WHAT THIS TASK INVOLVES: Can you format every line of the records below as a Markdown table with two columns, Row for the running number and Line for the text of the line, leaving out any blank lines?

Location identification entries
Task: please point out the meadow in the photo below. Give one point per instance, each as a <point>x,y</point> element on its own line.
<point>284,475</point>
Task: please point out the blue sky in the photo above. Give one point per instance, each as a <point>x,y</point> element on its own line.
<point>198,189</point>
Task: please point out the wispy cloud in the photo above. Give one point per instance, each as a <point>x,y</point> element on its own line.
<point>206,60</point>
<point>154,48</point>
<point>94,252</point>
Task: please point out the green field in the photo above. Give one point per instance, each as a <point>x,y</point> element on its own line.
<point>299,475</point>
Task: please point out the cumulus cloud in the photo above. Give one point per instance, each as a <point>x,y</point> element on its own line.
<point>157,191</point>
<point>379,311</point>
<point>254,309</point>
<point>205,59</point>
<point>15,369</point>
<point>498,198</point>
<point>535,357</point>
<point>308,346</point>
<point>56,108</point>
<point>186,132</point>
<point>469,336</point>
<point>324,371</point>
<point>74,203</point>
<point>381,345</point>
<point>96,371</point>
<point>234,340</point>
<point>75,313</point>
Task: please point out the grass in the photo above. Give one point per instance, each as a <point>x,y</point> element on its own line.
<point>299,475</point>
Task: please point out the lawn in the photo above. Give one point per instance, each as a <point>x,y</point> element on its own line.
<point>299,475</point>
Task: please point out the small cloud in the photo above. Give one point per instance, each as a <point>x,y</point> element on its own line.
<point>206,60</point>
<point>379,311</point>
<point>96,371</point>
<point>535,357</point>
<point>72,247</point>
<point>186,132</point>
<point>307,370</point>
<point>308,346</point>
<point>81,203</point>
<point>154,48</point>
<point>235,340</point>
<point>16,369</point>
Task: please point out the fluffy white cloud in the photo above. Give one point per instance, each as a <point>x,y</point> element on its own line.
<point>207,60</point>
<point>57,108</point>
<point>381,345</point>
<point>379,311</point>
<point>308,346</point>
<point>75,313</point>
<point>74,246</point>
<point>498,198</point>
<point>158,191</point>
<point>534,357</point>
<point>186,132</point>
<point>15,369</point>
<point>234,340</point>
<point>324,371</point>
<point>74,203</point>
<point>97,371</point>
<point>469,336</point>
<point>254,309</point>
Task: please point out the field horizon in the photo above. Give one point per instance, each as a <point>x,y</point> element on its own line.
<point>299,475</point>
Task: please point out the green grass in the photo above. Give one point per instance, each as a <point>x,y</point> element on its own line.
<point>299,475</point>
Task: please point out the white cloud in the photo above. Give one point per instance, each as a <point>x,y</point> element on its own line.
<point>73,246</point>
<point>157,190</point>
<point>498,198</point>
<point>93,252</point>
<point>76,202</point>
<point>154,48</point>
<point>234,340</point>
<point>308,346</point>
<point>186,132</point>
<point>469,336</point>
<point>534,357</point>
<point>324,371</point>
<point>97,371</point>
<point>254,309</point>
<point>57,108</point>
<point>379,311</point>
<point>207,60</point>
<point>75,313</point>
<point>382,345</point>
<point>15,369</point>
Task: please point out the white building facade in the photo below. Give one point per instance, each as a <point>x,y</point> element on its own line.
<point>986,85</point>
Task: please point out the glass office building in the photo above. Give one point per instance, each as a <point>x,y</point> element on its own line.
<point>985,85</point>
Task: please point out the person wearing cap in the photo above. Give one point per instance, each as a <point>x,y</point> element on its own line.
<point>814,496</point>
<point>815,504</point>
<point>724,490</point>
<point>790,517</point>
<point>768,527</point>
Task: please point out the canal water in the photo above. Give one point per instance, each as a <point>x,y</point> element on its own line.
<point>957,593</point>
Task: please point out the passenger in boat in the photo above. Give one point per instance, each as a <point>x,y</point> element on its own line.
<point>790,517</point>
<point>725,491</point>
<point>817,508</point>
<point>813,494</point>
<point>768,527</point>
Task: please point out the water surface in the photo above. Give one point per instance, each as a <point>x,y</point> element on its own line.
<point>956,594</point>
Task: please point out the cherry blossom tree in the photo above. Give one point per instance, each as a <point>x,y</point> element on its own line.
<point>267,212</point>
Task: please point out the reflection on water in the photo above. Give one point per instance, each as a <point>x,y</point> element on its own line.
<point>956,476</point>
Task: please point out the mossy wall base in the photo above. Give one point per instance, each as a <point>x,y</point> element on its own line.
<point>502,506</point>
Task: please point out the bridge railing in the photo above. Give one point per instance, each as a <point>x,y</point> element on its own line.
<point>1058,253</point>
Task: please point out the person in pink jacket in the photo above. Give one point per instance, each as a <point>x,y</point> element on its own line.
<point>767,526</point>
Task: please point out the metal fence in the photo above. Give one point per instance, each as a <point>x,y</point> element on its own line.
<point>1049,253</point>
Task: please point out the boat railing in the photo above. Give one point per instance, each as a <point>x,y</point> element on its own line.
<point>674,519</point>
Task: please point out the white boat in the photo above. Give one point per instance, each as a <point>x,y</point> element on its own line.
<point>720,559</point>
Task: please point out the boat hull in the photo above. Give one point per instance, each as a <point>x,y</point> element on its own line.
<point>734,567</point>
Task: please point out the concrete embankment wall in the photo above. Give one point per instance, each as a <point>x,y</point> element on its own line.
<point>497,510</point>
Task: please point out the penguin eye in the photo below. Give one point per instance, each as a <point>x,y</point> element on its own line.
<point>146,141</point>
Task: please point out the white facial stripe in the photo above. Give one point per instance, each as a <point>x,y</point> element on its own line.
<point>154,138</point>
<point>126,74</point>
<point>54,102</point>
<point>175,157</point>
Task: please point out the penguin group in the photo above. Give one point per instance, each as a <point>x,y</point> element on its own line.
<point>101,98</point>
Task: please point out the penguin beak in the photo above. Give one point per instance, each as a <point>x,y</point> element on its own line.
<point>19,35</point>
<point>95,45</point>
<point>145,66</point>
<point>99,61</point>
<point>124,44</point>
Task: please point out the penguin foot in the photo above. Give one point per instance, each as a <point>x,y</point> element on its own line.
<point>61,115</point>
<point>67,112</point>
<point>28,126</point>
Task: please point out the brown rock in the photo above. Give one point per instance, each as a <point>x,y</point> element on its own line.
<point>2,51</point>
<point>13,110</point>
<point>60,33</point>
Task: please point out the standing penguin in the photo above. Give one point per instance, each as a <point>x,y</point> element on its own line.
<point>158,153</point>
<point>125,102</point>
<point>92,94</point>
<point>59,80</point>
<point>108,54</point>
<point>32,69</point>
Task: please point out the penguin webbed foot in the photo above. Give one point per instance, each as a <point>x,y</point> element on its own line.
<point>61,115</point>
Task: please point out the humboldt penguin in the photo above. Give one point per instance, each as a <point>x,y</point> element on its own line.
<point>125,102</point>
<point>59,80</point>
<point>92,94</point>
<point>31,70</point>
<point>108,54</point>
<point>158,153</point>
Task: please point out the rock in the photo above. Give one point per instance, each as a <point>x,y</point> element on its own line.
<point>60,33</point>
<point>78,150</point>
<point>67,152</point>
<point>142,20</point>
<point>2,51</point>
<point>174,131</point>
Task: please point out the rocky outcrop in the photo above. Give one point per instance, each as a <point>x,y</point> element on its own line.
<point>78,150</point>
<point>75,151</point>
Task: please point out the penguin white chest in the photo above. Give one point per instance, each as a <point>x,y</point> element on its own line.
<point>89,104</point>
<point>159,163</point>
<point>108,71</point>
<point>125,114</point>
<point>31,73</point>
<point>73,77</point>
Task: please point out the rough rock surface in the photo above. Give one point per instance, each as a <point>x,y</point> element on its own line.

OUTPUT FOR THIS EXERCISE:
| Row | Line |
|---|---|
| 1 | Task: please point out the meadow in the photo below. Give one point per instance, each as a <point>x,y</point> element on its own line. |
| 2 | <point>284,475</point> |
| 3 | Task: please point out the blue sky in the photo above. Give one point per instance, each as a <point>x,y</point> element on its own line. |
| 4 | <point>198,189</point> |
| 5 | Task: please point out the wispy cloud in the photo above. Give one point per instance, each as a <point>x,y</point> element on its own line. |
| 6 | <point>206,60</point> |
| 7 | <point>154,48</point> |
| 8 | <point>94,252</point> |
| 9 | Task: please point out the green field in the photo above. Give one point per instance, each as a <point>x,y</point> element on its own line. |
| 10 | <point>299,475</point> |
| 11 | Task: please point out the cumulus cloud in the photo above. Give one point per instance, each as a <point>x,y</point> element on its own line. |
| 12 | <point>157,191</point> |
| 13 | <point>379,311</point> |
| 14 | <point>254,309</point> |
| 15 | <point>205,59</point> |
| 16 | <point>15,369</point> |
| 17 | <point>498,198</point> |
| 18 | <point>535,357</point> |
| 19 | <point>308,346</point> |
| 20 | <point>56,108</point> |
| 21 | <point>186,132</point> |
| 22 | <point>469,336</point> |
| 23 | <point>324,371</point> |
| 24 | <point>74,203</point> |
| 25 | <point>381,345</point> |
| 26 | <point>96,371</point> |
| 27 | <point>234,340</point> |
| 28 | <point>75,313</point> |
| 29 | Task: please point out the grass in the photo above. Give one point per instance, each as a <point>x,y</point> element on its own line. |
| 30 | <point>299,475</point> |
| 31 | Task: please point out the lawn in the photo above. Give one point per instance, each as a <point>x,y</point> element on its own line. |
| 32 | <point>299,475</point> |
| 33 | Task: please point out the small cloud in the photo above. Give one point per instance, each as a <point>x,y</point> element on its own line. |
| 34 | <point>206,60</point> |
| 35 | <point>379,311</point> |
| 36 | <point>96,371</point> |
| 37 | <point>535,357</point> |
| 38 | <point>72,247</point> |
| 39 | <point>186,132</point> |
| 40 | <point>307,370</point> |
| 41 | <point>308,346</point> |
| 42 | <point>81,203</point> |
| 43 | <point>154,48</point> |
| 44 | <point>235,340</point> |
| 45 | <point>16,369</point> |
| 46 | Task: please point out the fluffy white cloud in the photo above. Give one point per instance, each as a <point>x,y</point> element on its own line. |
| 47 | <point>207,60</point> |
| 48 | <point>57,108</point> |
| 49 | <point>381,345</point> |
| 50 | <point>379,311</point> |
| 51 | <point>308,346</point> |
| 52 | <point>75,313</point> |
| 53 | <point>74,246</point> |
| 54 | <point>498,198</point> |
| 55 | <point>158,191</point> |
| 56 | <point>534,357</point> |
| 57 | <point>186,132</point> |
| 58 | <point>15,369</point> |
| 59 | <point>234,340</point> |
| 60 | <point>324,371</point> |
| 61 | <point>74,203</point> |
| 62 | <point>97,371</point> |
| 63 | <point>469,336</point> |
| 64 | <point>254,309</point> |
| 65 | Task: please point out the field horizon in the photo above. Give one point per instance, each as a <point>x,y</point> element on its own line. |
| 66 | <point>299,475</point> |
| 67 | Task: please point out the green grass in the photo above. Give one point per instance, each as a <point>x,y</point> element on its own line. |
| 68 | <point>299,475</point> |
| 69 | Task: please point out the white cloud in the photo above. Give one point per instance, each as a <point>x,y</point> element on its own line. |
| 70 | <point>73,246</point> |
| 71 | <point>157,190</point> |
| 72 | <point>498,198</point> |
| 73 | <point>93,252</point> |
| 74 | <point>76,202</point> |
| 75 | <point>154,48</point> |
| 76 | <point>234,340</point> |
| 77 | <point>308,346</point> |
| 78 | <point>186,132</point> |
| 79 | <point>469,336</point> |
| 80 | <point>534,357</point> |
| 81 | <point>324,371</point> |
| 82 | <point>97,371</point> |
| 83 | <point>254,309</point> |
| 84 | <point>57,108</point> |
| 85 | <point>379,311</point> |
| 86 | <point>207,60</point> |
| 87 | <point>75,313</point> |
| 88 | <point>382,345</point> |
| 89 | <point>15,369</point> |
| 90 | Task: please point out the white building facade in the photo below. Give one point per instance, each as a <point>x,y</point> element on its own line. |
| 91 | <point>986,85</point> |
| 92 | Task: please point out the glass office building in the photo above. Give one point per instance, each as a <point>x,y</point> element on its own line. |
| 93 | <point>985,85</point> |
| 94 | Task: please point out the person wearing cap in the photo above. Give one point per instance, each as a <point>x,y</point> element on its own line. |
| 95 | <point>814,496</point> |
| 96 | <point>815,504</point> |
| 97 | <point>724,490</point> |
| 98 | <point>790,517</point> |
| 99 | <point>768,527</point> |
| 100 | Task: please point out the canal water in the photo above. Give one point per instance, each as a <point>x,y</point> element on its own line. |
| 101 | <point>957,593</point> |
| 102 | Task: please point out the passenger in boat in the photo above. Give one point per instance, each as a <point>x,y</point> element on its own line. |
| 103 | <point>790,517</point> |
| 104 | <point>725,491</point> |
| 105 | <point>817,508</point> |
| 106 | <point>813,494</point> |
| 107 | <point>768,527</point> |
| 108 | Task: please point out the water surface in the photo above. Give one point per instance, each as a <point>x,y</point> element on its own line. |
| 109 | <point>956,594</point> |
| 110 | Task: please point out the cherry blossom tree in the photo above. Give one point per instance, each as a <point>x,y</point> element on its own line. |
| 111 | <point>267,212</point> |
| 112 | Task: please point out the reflection on water in the photo above. Give one point per instance, each as a <point>x,y</point> element on its own line. |
| 113 | <point>956,476</point> |
| 114 | Task: please point out the mossy wall base in the photo above. Give one point per instance, each as a <point>x,y</point> element on its own line. |
| 115 | <point>502,506</point> |
| 116 | Task: please point out the bridge railing in the photo above. Give one point per instance, each as a <point>x,y</point> element on its own line. |
| 117 | <point>1058,253</point> |
| 118 | Task: please point out the person in pink jacket in the photo above. Give one point per instance, each as a <point>x,y</point> element on its own line. |
| 119 | <point>767,526</point> |
| 120 | Task: please point out the metal fence in the photo above. Give one point per instance, each as a <point>x,y</point> element on its own line. |
| 121 | <point>1049,253</point> |
| 122 | Task: please point out the boat railing in the photo above. Give one point per instance, each as a <point>x,y</point> element on its own line. |
| 123 | <point>674,519</point> |
| 124 | Task: please point out the white boat in the photo above. Give one point per instance, each as a <point>x,y</point> element on its own line. |
| 125 | <point>720,559</point> |
| 126 | Task: please point out the boat hull in the photo above. Give one point per instance, each as a <point>x,y</point> element on its own line. |
| 127 | <point>734,567</point> |
| 128 | Task: please point out the concrete embankment wall in the photo above. Give one point per instance, each as a <point>x,y</point> element on its own line. |
| 129 | <point>497,510</point> |
| 130 | Task: please point out the penguin eye in the photo below. Give one point per instance, each as a <point>x,y</point> element on its own line. |
| 131 | <point>146,141</point> |
| 132 | Task: please point out the white facial stripe in the photo above. Give one point per instance, each as a <point>x,y</point> element on its own line. |
| 133 | <point>154,138</point> |
| 134 | <point>126,74</point> |
| 135 | <point>54,102</point> |
| 136 | <point>175,157</point> |
| 137 | Task: please point out the penguin group in the photo above. Give one point per instance, each as a <point>x,y</point> element on its own line. |
| 138 | <point>101,98</point> |
| 139 | Task: please point out the penguin beak in the photo above. Give one point per instance, each as a <point>x,y</point> element on its own line. |
| 140 | <point>19,35</point> |
| 141 | <point>95,45</point> |
| 142 | <point>145,66</point> |
| 143 | <point>99,61</point> |
| 144 | <point>124,44</point> |
| 145 | Task: please point out the penguin foot in the photo above. Give one point per instance, each as a <point>x,y</point> element on its own line. |
| 146 | <point>61,115</point> |
| 147 | <point>67,112</point> |
| 148 | <point>28,126</point> |
| 149 | Task: please point out the brown rock in the photo above. Give one point per instance, each as a <point>x,y</point> element on its own line. |
| 150 | <point>2,51</point> |
| 151 | <point>13,110</point> |
| 152 | <point>60,33</point> |
| 153 | Task: please point out the standing penguin in the photo above. Give one point per instance, each as a <point>x,y</point> element on its own line. |
| 154 | <point>158,153</point> |
| 155 | <point>125,102</point> |
| 156 | <point>92,94</point> |
| 157 | <point>59,80</point> |
| 158 | <point>108,54</point> |
| 159 | <point>32,69</point> |
| 160 | Task: please point out the penguin webbed foot in the photo above. Give one point per instance, each as a <point>x,y</point> element on its own line. |
| 161 | <point>61,115</point> |
| 162 | Task: please point out the humboldt penguin in the photo above. Give one point per instance, each as a <point>x,y</point> element on its own line. |
| 163 | <point>125,102</point> |
| 164 | <point>59,80</point> |
| 165 | <point>92,94</point> |
| 166 | <point>31,70</point> |
| 167 | <point>108,54</point> |
| 168 | <point>158,153</point> |
| 169 | Task: please point out the rock in the photo above. Give one point per instance, each as a <point>x,y</point> element on its own line. |
| 170 | <point>60,33</point> |
| 171 | <point>78,150</point> |
| 172 | <point>67,152</point> |
| 173 | <point>142,20</point> |
| 174 | <point>2,51</point> |
| 175 | <point>174,131</point> |
| 176 | Task: please point out the rocky outcrop in the photo above. Give one point per instance, each as a <point>x,y</point> element on its own line. |
| 177 | <point>78,150</point> |
| 178 | <point>75,151</point> |
| 179 | Task: please point out the penguin white chest in the photo above. Give one point per instance, each as a <point>x,y</point> element on its own line. |
| 180 | <point>89,104</point> |
| 181 | <point>159,163</point> |
| 182 | <point>108,71</point> |
| 183 | <point>125,114</point> |
| 184 | <point>31,73</point> |
| 185 | <point>73,77</point> |
| 186 | Task: please point out the rough rock surface in the photo above. Give one point per instance, each as a <point>x,y</point> element on its own line. |